§ **TASK GOAL**
Word for word, print each record, dropping any image it holds.
★ ★ ★
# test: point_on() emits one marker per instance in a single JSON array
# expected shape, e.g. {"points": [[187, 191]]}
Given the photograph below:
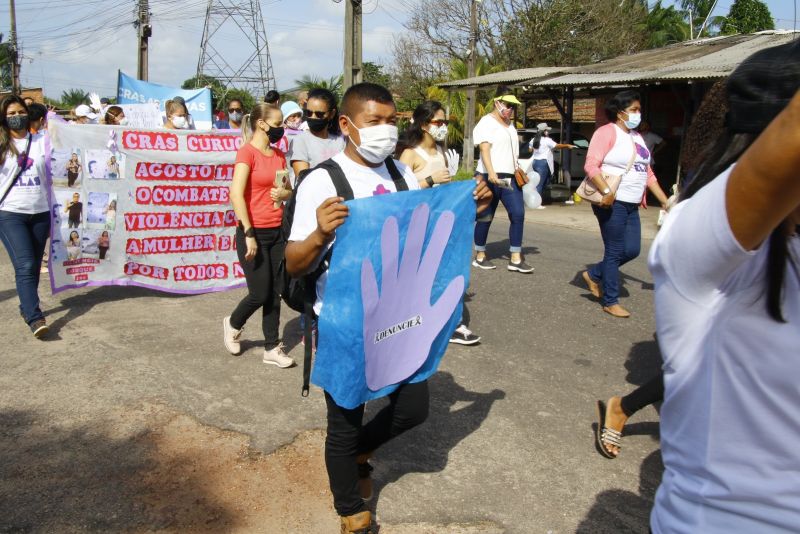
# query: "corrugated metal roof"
{"points": [[715, 57], [710, 58], [508, 77]]}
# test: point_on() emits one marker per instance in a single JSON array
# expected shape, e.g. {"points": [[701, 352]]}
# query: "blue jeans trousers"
{"points": [[543, 169], [25, 238], [512, 200], [622, 239]]}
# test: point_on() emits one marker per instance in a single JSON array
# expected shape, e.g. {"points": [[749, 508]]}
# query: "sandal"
{"points": [[604, 435]]}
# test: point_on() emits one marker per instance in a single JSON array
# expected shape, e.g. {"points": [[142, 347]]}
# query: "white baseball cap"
{"points": [[85, 111]]}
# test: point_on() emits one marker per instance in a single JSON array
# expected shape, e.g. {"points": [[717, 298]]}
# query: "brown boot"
{"points": [[364, 479], [360, 523]]}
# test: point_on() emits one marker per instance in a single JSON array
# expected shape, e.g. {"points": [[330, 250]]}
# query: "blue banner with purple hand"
{"points": [[393, 296]]}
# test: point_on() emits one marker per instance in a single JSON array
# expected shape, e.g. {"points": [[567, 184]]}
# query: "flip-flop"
{"points": [[605, 435]]}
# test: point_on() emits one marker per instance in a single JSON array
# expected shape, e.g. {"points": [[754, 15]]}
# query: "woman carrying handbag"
{"points": [[24, 206], [618, 174]]}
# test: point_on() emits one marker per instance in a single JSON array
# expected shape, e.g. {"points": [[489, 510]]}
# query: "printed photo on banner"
{"points": [[101, 210], [96, 243], [68, 207], [103, 164], [67, 168]]}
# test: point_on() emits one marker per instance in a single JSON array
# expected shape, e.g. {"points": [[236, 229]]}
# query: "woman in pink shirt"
{"points": [[618, 149]]}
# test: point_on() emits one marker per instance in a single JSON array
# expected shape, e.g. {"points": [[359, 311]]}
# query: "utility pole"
{"points": [[353, 73], [469, 115], [15, 86], [145, 31]]}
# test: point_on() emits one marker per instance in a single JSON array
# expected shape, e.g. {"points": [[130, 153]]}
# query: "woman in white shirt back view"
{"points": [[499, 145], [726, 267], [25, 209]]}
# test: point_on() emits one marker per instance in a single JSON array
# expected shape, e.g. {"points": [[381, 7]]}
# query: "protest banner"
{"points": [[133, 91], [147, 208], [400, 266], [146, 116]]}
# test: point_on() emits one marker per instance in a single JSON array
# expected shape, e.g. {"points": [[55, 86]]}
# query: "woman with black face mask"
{"points": [[24, 206], [322, 140], [257, 196]]}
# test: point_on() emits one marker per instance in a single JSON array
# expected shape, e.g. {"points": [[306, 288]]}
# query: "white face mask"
{"points": [[633, 120], [377, 142], [439, 133], [179, 122]]}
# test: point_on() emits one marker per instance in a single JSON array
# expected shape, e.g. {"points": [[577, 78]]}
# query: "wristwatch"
{"points": [[250, 232]]}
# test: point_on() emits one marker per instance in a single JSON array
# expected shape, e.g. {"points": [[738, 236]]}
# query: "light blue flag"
{"points": [[392, 300], [133, 91]]}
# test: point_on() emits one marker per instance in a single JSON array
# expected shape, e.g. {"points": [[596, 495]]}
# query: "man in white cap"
{"points": [[85, 115]]}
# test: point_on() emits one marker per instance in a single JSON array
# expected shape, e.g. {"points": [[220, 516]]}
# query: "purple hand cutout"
{"points": [[400, 324]]}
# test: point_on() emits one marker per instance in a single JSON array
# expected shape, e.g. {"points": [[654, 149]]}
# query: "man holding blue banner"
{"points": [[372, 342]]}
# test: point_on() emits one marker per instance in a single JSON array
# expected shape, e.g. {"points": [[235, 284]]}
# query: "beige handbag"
{"points": [[588, 191]]}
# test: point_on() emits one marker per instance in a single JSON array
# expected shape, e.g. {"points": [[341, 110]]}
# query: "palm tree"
{"points": [[665, 26], [333, 84], [74, 97]]}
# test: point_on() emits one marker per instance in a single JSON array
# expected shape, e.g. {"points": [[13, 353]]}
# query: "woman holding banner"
{"points": [[24, 206], [257, 195]]}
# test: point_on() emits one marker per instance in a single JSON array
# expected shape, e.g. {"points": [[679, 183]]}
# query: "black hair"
{"points": [[6, 141], [364, 92], [326, 95], [725, 152], [619, 102], [272, 97], [423, 115], [36, 112]]}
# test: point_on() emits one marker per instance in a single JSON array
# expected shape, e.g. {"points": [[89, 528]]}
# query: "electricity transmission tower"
{"points": [[234, 48]]}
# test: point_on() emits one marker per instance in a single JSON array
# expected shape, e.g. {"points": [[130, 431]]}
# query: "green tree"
{"points": [[373, 73], [747, 16], [247, 100], [74, 97], [218, 88], [309, 82], [665, 25]]}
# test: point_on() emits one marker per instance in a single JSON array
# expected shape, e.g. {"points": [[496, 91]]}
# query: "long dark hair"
{"points": [[324, 94], [423, 115], [6, 141], [725, 152]]}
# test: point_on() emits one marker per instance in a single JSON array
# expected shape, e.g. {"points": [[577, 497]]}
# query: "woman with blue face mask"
{"points": [[24, 206], [618, 149]]}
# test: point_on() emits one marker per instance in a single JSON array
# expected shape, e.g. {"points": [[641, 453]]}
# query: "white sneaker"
{"points": [[278, 357], [230, 336]]}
★ ★ ★
§ **OUTPUT BELOW**
# test: point_on() emits one marker per instance in a single JSON array
# expected shape, e.g. {"points": [[187, 191]]}
Given the photograph below:
# query: "corrugated metal roof"
{"points": [[715, 57], [710, 58], [508, 77]]}
# test: point_on() emits one marker per instance in a single JSON array
# expected shape, e.g. {"points": [[701, 352]]}
# query: "blue jeans trousers"
{"points": [[543, 169], [25, 238], [512, 200], [622, 239]]}
# test: point_on() emits one marker per instance in a single JSON array
# expected shape, e.g. {"points": [[749, 508]]}
# query: "sandal"
{"points": [[604, 435]]}
# test: point_on() emits one marker per instance in a single JSON array
# expected shape, e.g. {"points": [[142, 347]]}
# query: "white baseball cap"
{"points": [[85, 111]]}
# test: point_on() emits one marker per instance in a single JSON array
# expected shape, e.g. {"points": [[717, 298]]}
# query: "brown boot"
{"points": [[364, 479], [360, 523]]}
# test: point_on() emits one marker per instance in a single JSON array
# expected shape, e.g. {"points": [[330, 250]]}
# query: "blue banner with purple hand"
{"points": [[393, 296]]}
# test: point_on() emits one marker per instance in a single JSON array
# expected shape, e.g. {"points": [[567, 184]]}
# query: "flip-flop"
{"points": [[605, 435]]}
# test: point_on() emits one marker per instance in a single JSON array
# expected shape, e.g. {"points": [[754, 15]]}
# query: "woman carrying handbag"
{"points": [[24, 206], [618, 174]]}
# test: point_on() emits one marker per instance in a single JSON array
# expected shape, e.g. {"points": [[489, 510]]}
# query: "printed photo on banner"
{"points": [[101, 210], [96, 243], [68, 207], [103, 164], [67, 168]]}
# test: point_on() emits one marker per instance in a single JSON array
# expected shape, e.g. {"points": [[236, 229]]}
# query: "woman in pink shirt"
{"points": [[618, 149]]}
# test: point_on() emits one marker per instance in a single JSON array
# expected shape, e.g. {"points": [[359, 311]]}
# query: "utility pole"
{"points": [[353, 73], [469, 115], [15, 86], [145, 31]]}
# test: point_on() emits one marker per instance in a single JSON array
# expected shape, e.g. {"points": [[130, 153]]}
# query: "woman in white shirt back view"
{"points": [[499, 145], [726, 267], [25, 209]]}
# test: point_on() emits one marker per instance in a single JSON array
# expected shape, e.g. {"points": [[381, 7]]}
# query: "protest banner"
{"points": [[133, 91], [147, 208], [400, 266], [146, 116]]}
# test: point_on() emits one marker per instance in a single JSON array
# expected shape, e.g. {"points": [[55, 86]]}
# query: "woman with black face mask"
{"points": [[24, 206], [322, 140], [257, 196]]}
# test: point_on() emits one marker per instance in a single JSON array
# expected shape, e.g. {"points": [[306, 288]]}
# query: "white face mask"
{"points": [[633, 120], [377, 142], [439, 133], [179, 122]]}
# test: point_on() emits one marker per instance in a single JSON array
# expected shape, e.g. {"points": [[577, 78]]}
# query: "wristwatch"
{"points": [[250, 232]]}
# test: point_on() emits one marker per instance in a single JSON array
# expected shape, e.g. {"points": [[738, 236]]}
# query: "light blue flag"
{"points": [[392, 300], [133, 91]]}
# test: point_on() emits one marker per instance in a single JSON array
# expected shape, e.g. {"points": [[596, 495]]}
# query: "man in white cap"
{"points": [[85, 115]]}
# test: point_on() emits one marker per instance in a single JSON array
# expected shape, e.g. {"points": [[220, 516]]}
# query: "purple hand cutout"
{"points": [[400, 324]]}
# test: point_on() emits one marker per instance in a single JSON array
# expected shape, e.g. {"points": [[654, 149]]}
# query: "man holding blue banner"
{"points": [[372, 342]]}
# test: point_on() emits one marker per instance in a single JSON array
# expected shape, e.g. {"points": [[235, 284]]}
# query: "beige handbag"
{"points": [[588, 191]]}
# test: point_on() emits one marker per instance in a single JSON array
# expected shape, e.g. {"points": [[341, 110]]}
# query: "palm tree"
{"points": [[665, 26], [333, 84], [74, 97]]}
# test: point_on() emits one marker per instance in a single JSON array
# expected shape, e.g. {"points": [[13, 353]]}
# query: "woman holding banner"
{"points": [[24, 206], [257, 195]]}
# test: point_on() emits one marker per instance in a single JSON array
# expected shape, e.g. {"points": [[679, 183]]}
# query: "black hair"
{"points": [[6, 141], [364, 92], [326, 95], [725, 152], [619, 102], [272, 97], [423, 115], [36, 112]]}
# test: point_on() emits one marker per instance in a single JSON array
# expected shape, e.g. {"points": [[89, 528]]}
# query: "electricity transmission tower"
{"points": [[234, 48]]}
# test: point_on() emits one marker per instance in a single JSON array
# expected shape, e.g. {"points": [[130, 431]]}
# query: "green tree"
{"points": [[373, 73], [747, 16], [247, 100], [74, 97], [218, 88], [309, 82], [665, 25]]}
# test: point_on() emits one marker per instance in a single JSON array
# expected shape, e.g. {"points": [[496, 91]]}
# query: "long dark hair"
{"points": [[324, 94], [423, 115], [6, 141], [725, 152]]}
# test: point_on() emits one marker per instance in a single JSON array
# expected shape, e.g. {"points": [[577, 497]]}
# query: "woman with blue face mask"
{"points": [[24, 206], [618, 149]]}
# test: point_on() emits one marker per instance in a single JSON array
# expected shape, e.g. {"points": [[641, 453]]}
# query: "white sneaker"
{"points": [[278, 357], [230, 336]]}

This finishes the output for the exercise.